▶ [How to complete this task]: Check each line of the material below for "mask" and copy those where it appears.

--- Input data Enclosed Below ---

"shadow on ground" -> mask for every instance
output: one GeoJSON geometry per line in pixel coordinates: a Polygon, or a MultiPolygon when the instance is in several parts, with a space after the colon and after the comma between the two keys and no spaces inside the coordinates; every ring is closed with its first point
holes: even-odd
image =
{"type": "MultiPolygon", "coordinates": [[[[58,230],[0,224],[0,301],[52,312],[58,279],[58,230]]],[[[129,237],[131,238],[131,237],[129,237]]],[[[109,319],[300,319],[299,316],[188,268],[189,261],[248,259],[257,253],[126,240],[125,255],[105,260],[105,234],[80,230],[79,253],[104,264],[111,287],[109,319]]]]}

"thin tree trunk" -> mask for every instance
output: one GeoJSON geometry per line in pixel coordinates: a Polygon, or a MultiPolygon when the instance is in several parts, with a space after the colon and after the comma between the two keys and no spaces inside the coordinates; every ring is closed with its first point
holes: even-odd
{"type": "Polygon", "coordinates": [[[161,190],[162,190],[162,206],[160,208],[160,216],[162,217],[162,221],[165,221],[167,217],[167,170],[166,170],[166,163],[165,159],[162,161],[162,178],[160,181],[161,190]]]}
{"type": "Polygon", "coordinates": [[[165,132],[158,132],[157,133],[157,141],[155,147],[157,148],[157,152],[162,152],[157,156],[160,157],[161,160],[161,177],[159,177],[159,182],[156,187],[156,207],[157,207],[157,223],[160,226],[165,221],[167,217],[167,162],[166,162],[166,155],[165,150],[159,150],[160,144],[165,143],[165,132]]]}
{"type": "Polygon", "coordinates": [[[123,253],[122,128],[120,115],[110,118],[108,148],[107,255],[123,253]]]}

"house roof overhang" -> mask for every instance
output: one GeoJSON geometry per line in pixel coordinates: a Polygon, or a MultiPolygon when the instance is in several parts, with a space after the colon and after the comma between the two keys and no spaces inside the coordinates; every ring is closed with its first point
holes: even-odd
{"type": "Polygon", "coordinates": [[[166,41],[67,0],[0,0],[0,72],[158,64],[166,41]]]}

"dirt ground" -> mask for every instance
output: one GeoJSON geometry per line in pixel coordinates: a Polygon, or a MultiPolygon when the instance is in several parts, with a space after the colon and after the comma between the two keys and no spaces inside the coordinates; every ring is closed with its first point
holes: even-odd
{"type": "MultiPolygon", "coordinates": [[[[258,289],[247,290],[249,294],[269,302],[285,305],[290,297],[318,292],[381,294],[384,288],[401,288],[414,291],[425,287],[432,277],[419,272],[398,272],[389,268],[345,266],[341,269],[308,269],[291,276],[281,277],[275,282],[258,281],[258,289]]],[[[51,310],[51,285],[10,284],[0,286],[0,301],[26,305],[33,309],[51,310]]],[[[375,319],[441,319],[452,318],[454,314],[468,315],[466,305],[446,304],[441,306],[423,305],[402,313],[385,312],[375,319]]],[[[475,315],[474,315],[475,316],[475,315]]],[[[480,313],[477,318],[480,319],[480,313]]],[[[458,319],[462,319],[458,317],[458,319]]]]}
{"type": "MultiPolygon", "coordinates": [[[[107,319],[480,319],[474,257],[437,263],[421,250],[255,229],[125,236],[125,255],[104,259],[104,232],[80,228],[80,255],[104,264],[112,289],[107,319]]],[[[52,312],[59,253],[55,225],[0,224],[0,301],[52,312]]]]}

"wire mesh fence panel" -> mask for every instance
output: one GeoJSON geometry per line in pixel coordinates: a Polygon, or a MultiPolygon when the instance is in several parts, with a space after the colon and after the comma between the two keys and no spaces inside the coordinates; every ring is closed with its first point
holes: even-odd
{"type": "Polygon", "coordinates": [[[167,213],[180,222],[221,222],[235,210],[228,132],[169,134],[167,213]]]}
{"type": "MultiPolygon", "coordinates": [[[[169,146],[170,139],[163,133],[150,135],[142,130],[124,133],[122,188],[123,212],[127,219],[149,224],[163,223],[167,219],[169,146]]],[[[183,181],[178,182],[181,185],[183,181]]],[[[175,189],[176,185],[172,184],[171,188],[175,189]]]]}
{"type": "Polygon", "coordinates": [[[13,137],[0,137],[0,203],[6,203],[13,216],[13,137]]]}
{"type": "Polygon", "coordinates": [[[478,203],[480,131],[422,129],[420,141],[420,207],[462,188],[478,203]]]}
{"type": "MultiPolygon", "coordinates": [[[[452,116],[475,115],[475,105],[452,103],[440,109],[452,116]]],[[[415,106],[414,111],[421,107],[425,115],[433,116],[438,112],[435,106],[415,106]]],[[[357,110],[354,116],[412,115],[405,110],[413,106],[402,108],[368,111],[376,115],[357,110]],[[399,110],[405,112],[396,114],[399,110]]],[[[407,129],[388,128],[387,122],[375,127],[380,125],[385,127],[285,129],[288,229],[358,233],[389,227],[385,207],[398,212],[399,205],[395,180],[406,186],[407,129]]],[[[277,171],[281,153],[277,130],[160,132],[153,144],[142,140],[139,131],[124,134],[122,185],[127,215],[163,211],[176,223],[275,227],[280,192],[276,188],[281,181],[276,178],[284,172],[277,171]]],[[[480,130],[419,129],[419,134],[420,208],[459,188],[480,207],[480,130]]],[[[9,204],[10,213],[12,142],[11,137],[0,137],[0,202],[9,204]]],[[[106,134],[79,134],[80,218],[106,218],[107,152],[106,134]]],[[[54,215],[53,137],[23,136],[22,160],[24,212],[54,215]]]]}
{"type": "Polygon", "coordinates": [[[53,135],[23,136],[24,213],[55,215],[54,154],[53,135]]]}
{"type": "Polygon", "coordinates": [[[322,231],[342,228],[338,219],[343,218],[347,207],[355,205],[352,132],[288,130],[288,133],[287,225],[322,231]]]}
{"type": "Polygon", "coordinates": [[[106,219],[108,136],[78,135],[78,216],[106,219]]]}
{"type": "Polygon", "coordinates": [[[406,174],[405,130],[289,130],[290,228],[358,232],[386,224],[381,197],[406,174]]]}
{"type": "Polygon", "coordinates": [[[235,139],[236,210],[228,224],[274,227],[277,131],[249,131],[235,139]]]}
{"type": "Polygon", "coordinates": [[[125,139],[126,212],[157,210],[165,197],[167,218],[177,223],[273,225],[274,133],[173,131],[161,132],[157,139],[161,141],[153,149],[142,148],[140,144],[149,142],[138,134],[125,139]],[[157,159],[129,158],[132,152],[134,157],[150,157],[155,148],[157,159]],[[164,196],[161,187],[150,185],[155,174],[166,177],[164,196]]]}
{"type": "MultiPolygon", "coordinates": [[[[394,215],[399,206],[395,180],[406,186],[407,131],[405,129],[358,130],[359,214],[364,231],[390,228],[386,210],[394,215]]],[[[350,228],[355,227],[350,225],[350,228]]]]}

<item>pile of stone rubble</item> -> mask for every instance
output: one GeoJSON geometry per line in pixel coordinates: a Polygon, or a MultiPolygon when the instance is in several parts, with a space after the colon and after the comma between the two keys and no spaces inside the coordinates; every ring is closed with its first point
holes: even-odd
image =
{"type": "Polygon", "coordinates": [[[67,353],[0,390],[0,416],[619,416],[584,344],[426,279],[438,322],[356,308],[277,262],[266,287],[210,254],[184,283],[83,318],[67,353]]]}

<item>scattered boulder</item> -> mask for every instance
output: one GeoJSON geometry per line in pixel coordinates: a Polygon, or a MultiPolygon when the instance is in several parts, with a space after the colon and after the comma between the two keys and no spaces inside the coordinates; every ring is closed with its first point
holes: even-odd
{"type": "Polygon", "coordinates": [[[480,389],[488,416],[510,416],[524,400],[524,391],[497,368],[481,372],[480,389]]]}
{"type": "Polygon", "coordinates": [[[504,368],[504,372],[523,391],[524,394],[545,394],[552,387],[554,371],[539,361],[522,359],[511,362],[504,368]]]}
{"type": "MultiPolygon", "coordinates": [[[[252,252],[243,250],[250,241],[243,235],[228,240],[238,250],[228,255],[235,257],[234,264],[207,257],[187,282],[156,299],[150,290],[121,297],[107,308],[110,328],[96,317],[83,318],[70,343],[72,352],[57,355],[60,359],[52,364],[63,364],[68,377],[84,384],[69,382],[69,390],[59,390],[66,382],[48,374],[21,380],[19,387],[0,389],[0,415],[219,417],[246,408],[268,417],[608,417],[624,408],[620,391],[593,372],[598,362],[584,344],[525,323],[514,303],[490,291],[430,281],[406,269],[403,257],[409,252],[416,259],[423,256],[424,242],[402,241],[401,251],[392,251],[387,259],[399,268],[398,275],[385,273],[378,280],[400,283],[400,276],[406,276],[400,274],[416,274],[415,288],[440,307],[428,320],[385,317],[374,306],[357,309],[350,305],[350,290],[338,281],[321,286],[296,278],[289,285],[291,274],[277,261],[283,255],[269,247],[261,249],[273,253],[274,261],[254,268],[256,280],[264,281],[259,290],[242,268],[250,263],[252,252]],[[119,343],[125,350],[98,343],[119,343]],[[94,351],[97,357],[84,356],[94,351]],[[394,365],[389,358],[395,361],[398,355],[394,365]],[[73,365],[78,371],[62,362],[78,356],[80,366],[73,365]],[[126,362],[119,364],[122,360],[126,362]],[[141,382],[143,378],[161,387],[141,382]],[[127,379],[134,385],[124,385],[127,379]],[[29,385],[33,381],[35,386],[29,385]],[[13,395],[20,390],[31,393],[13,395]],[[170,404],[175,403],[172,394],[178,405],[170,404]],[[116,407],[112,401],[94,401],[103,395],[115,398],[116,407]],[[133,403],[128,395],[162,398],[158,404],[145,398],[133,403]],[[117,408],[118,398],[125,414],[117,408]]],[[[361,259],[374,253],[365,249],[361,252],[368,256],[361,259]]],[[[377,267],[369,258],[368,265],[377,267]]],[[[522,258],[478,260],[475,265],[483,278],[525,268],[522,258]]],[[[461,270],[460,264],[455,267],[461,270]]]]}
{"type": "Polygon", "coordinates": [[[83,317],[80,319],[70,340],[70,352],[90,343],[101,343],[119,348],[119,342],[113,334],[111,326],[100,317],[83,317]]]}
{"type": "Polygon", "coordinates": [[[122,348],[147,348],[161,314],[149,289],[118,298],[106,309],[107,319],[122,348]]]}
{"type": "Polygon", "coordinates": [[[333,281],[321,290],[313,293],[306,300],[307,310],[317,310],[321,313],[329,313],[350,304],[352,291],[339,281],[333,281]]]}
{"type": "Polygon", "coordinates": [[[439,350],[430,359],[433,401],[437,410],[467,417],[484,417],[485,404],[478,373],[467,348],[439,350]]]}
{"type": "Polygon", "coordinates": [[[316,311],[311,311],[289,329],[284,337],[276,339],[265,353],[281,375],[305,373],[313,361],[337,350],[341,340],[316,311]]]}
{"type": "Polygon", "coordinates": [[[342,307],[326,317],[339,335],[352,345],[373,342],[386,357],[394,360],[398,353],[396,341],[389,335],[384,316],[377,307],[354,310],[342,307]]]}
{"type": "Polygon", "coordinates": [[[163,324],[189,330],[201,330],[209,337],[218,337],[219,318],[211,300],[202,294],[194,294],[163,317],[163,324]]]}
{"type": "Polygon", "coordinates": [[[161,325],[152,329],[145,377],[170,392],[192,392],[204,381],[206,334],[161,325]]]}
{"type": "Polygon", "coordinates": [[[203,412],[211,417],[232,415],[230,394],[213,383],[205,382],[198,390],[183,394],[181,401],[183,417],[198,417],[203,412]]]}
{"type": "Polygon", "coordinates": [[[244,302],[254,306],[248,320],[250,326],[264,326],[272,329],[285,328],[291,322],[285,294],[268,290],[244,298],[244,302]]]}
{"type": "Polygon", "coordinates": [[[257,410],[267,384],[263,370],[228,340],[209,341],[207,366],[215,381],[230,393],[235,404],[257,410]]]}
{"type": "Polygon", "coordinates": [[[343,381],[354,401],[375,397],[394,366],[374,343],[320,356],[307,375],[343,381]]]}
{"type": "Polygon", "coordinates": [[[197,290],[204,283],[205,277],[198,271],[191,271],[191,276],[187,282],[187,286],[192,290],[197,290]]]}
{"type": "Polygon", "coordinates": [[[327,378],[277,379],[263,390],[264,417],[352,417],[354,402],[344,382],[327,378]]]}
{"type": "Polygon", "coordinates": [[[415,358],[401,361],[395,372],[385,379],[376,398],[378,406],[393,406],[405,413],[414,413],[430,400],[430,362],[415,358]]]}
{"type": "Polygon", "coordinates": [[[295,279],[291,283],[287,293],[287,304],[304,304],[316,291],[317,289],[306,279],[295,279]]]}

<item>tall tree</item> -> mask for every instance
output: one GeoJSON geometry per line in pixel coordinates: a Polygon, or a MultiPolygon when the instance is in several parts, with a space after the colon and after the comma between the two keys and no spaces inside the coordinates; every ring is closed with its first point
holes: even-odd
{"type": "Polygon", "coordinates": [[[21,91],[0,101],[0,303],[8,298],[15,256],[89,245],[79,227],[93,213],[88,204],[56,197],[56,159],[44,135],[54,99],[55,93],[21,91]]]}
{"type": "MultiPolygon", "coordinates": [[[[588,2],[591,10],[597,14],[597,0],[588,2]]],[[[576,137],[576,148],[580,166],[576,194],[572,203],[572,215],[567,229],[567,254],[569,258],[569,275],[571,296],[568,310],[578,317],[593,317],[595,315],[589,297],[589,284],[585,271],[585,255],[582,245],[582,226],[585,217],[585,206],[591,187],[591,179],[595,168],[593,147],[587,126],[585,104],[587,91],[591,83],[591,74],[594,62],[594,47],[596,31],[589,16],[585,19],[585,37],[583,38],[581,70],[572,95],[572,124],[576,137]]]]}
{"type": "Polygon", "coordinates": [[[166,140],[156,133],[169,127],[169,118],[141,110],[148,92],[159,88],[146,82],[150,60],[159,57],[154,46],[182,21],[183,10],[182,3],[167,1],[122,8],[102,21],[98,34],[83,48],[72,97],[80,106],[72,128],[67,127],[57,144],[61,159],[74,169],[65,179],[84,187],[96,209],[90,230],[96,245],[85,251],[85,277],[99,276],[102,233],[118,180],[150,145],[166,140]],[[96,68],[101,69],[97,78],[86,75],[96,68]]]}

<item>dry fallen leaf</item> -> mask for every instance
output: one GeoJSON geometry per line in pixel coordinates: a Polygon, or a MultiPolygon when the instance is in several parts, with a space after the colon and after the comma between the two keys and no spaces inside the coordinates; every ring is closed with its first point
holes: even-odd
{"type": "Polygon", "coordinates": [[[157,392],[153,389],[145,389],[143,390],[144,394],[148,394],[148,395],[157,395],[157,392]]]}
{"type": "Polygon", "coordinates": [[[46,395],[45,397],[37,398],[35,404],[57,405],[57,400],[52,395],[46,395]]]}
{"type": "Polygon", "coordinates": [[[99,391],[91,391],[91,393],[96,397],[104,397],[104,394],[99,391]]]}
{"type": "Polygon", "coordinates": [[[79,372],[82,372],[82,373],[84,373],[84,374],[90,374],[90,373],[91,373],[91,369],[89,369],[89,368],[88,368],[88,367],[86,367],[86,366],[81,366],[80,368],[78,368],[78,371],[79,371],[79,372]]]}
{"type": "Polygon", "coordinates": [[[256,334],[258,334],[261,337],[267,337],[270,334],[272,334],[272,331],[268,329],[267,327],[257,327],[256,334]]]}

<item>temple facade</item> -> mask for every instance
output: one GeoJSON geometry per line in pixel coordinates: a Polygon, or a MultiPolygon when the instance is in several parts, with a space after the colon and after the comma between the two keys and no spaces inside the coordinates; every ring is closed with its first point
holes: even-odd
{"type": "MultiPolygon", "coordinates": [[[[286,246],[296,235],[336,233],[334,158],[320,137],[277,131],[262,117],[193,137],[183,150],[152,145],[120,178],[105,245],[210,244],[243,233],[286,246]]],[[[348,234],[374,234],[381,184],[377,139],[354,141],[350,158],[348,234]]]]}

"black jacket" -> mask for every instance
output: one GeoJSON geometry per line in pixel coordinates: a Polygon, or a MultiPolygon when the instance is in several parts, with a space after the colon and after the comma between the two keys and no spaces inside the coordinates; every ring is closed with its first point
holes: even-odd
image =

--- End of Enclosed Input data ---

▶ [Answer to the problem]:
"shadow on ground" -> mask for every instance
"thin tree trunk" -> mask for every instance
"house roof overhang" -> mask for every instance
"dirt ground" -> mask for every instance
"wire mesh fence panel" -> mask for every instance
<item>pile of stone rubble</item> -> mask for every instance
<item>scattered boulder</item> -> mask for every instance
<item>tall tree</item> -> mask for every instance
<item>dry fallen leaf</item> -> mask for every instance
<item>temple facade</item> -> mask for every instance
"black jacket" -> mask for every instance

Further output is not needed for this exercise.